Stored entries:
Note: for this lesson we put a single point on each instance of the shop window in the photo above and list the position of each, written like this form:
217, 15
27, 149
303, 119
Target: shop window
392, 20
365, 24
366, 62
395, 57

§ **Action item**: Reproduce every record exactly, line by line.

§ **Solved exercise**:
Note: for this lesson we put a single point on each instance of the shop window in the photo above and list the position of each, written like this form:
217, 15
27, 149
303, 119
Target: shop window
392, 20
365, 24
366, 62
395, 57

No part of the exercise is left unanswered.